◆ Exercise goal ◆
Produce an exact copy of all the records.

◆ Part of a data file ◆
_ _ _

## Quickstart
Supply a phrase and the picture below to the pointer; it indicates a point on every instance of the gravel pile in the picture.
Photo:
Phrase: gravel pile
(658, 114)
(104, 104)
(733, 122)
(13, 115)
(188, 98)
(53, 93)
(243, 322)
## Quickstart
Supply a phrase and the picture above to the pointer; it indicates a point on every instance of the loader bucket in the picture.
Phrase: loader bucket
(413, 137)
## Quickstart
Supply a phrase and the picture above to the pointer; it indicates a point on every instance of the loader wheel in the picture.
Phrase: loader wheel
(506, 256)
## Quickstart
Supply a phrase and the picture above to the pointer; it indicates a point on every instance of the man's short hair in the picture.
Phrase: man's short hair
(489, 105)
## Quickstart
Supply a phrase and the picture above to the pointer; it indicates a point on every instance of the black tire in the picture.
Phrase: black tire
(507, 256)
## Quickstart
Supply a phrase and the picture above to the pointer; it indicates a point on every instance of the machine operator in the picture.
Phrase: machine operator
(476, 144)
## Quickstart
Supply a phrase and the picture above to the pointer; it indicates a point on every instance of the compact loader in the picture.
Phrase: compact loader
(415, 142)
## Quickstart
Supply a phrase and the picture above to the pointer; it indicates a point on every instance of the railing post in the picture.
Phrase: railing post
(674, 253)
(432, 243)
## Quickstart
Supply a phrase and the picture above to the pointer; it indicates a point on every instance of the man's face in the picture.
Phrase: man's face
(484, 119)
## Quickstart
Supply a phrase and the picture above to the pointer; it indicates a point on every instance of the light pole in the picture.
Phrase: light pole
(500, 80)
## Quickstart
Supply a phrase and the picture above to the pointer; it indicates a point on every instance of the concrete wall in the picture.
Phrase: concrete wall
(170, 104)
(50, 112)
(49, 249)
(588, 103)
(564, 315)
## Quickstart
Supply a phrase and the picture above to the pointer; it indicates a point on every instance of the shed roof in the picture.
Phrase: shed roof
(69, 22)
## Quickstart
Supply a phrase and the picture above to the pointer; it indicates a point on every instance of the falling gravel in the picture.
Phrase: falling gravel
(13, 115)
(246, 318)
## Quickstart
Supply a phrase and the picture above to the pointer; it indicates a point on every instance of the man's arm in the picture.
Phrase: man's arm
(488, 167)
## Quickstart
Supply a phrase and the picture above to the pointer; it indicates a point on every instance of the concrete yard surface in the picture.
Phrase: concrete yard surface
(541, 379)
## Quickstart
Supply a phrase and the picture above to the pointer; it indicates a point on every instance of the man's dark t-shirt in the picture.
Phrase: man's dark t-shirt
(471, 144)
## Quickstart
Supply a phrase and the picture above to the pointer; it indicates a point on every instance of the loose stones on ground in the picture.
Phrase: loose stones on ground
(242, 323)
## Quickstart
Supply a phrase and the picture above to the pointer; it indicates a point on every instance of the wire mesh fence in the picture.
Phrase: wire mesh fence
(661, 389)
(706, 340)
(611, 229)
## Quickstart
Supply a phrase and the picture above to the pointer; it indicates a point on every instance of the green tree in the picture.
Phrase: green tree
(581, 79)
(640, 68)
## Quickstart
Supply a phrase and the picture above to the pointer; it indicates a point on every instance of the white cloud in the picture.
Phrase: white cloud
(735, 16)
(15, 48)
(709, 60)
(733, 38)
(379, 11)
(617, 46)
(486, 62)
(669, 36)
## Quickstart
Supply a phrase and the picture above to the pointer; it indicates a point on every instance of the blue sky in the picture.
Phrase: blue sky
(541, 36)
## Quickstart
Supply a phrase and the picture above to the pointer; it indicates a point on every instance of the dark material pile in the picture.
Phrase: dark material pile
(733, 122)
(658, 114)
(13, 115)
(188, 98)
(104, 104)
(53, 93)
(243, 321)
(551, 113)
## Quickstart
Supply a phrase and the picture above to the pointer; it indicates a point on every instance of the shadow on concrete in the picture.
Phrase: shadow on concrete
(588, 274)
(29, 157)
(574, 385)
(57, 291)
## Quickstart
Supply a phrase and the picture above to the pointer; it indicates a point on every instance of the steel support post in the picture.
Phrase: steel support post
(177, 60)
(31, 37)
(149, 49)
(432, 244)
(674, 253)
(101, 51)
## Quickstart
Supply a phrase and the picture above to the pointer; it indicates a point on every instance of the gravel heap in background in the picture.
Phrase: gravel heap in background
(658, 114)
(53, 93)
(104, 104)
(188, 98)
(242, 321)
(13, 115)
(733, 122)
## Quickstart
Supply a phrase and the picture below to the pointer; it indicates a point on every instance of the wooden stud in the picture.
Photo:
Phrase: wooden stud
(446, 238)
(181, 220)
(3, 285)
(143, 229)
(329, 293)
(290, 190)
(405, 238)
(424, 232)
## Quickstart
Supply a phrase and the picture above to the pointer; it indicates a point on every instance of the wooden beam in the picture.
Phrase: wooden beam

_ _ _

◆ Output below ◆
## Quickstart
Supply a phrase and the picture below to the pointer; it indicates a point on every instance of the gravel pile in the picture.
Photo:
Phrase: gravel pile
(658, 114)
(104, 104)
(733, 122)
(13, 115)
(188, 98)
(53, 93)
(243, 322)
## Quickstart
Supply a phrase and the picture above to the pointer; it indicates a point on every instance of the loader bucket in the picture.
Phrase: loader bucket
(413, 137)
## Quickstart
Supply a phrase and the picture above to the pointer; it indicates a point on every instance of the loader wheel in the picture.
Phrase: loader wheel
(506, 256)
## Quickstart
Supply a phrase and the picture above to the pointer; it indicates a point on every instance of the man's short hair in the picture.
Phrase: man's short hair
(489, 105)
## Quickstart
Supply a phrase and the picture above to the pointer; it indicates a point on every instance of the black tire in the picture.
Phrase: black tire
(507, 256)
## Quickstart
Supply a phrase and the picture above to the pointer; it indicates a point on every instance of the machine operator in the picture.
Phrase: machine operator
(476, 144)
## Quickstart
Supply a phrase and the picture above to the pointer; it indicates a point on every instance of the compact loader in the picture.
Phrase: compact loader
(415, 142)
## Quickstart
Supply a phrase and the picture above to the pointer; it indicates a point on every instance of the railing post in the picture.
Phrase: railing post
(674, 253)
(432, 243)
## Quickstart
Supply a phrase and the picture above to the pointer; it indicates a point on every instance of the man's face in the picture.
Phrase: man's face
(484, 119)
## Quickstart
Supply a phrase and the picture above to the pointer; it indicates a point on every instance of the light pole in the picture.
Phrase: light pole
(500, 80)
## Quickstart
Supply a phrase and the picture above to the pointer; it indicates a point on every instance of the concrete wall in the picture.
Phrase: concrete wall
(170, 104)
(50, 112)
(49, 249)
(588, 103)
(564, 315)
## Quickstart
Supply a phrase and the picture above to the pointer; it indicates a point on every instance of the shed roof in the picture.
Phrase: shed roof
(69, 22)
## Quickstart
Supply a phrase and the picture above to the pointer; it indicates a point on every instance of the falling gravel in the picture.
Phrase: falling gravel
(13, 115)
(246, 318)
## Quickstart
Supply a phrase and the picture above to the pointer; it indicates a point on every instance of the man's arm in the picture.
Phrase: man's arm
(488, 167)
## Quickstart
Supply a phrase and the picture above to the pointer; it indicates a point on every instance of the concrete yard surface in the picture.
Phrase: concrete yard surface
(541, 379)
## Quickstart
Supply a phrase and the picture above to the pointer; it indicates a point on every instance of the man's dark t-shirt in the picture.
Phrase: man's dark t-shirt
(471, 144)
## Quickstart
Supply a phrase and the picture above to the pointer; it indicates a point on every instance of the loose stones on ground in the picture.
Phrase: loose stones on ground
(242, 323)
## Quickstart
Supply a phrase and the picture above to the pointer; it indicates a point on every instance of the wire mesh fence in the picture.
Phrase: wire mesh fence
(661, 389)
(706, 340)
(611, 229)
## Quickstart
Supply a phrase and the picture above to the pointer; it indicates a point on every instance of the green tree in the picture.
Phrase: green tree
(581, 79)
(640, 68)
## Quickstart
Supply a phrase and the picture above to the pointer; it indicates a point on every instance of the white cloud in the picture.
Phrase: white cloud
(735, 16)
(15, 48)
(709, 60)
(733, 38)
(379, 11)
(617, 46)
(486, 62)
(669, 36)
## Quickstart
Supply a phrase and the picture above to the pointer; it indicates a point on every instance of the blue sky in the picture.
Phrase: blue sky
(541, 36)
## Quickstart
Supply a phrase and the picture above to the pointer; it indicates a point on every instance of the dark material pile in the picture.
Phrase: dark material pile
(733, 122)
(658, 114)
(13, 115)
(188, 98)
(104, 104)
(53, 93)
(243, 321)
(551, 113)
## Quickstart
Supply a phrase and the picture above to the pointer; it indicates a point on every instance of the shadow on concrete in the picture.
Phrase: shadow on concrete
(588, 274)
(29, 157)
(574, 385)
(57, 291)
## Quickstart
Supply a phrase and the picture above to the pointer; it indicates a point on every instance of the steel support post in the picture.
Phrase: steel support post
(177, 60)
(31, 37)
(149, 49)
(432, 244)
(674, 253)
(101, 51)
## Quickstart
Supply a phrase and the picture above to the pointer; it indicates a point on every instance of the gravel heap in background in the picture.
Phrase: gravel heap in background
(658, 114)
(53, 93)
(104, 104)
(188, 98)
(242, 321)
(13, 115)
(733, 122)
## Quickstart
Supply a phrase and the picture below to the pointer; it indicates a point on every instance of the wooden stud in the picture.
Photo:
Phrase: wooden stud
(446, 238)
(181, 220)
(3, 285)
(143, 229)
(329, 293)
(290, 190)
(405, 238)
(424, 232)
## Quickstart
Supply a phrase and the picture above to the pointer; it indicates a point on every instance of the wooden beam in the picture.
Phrase: wooden beam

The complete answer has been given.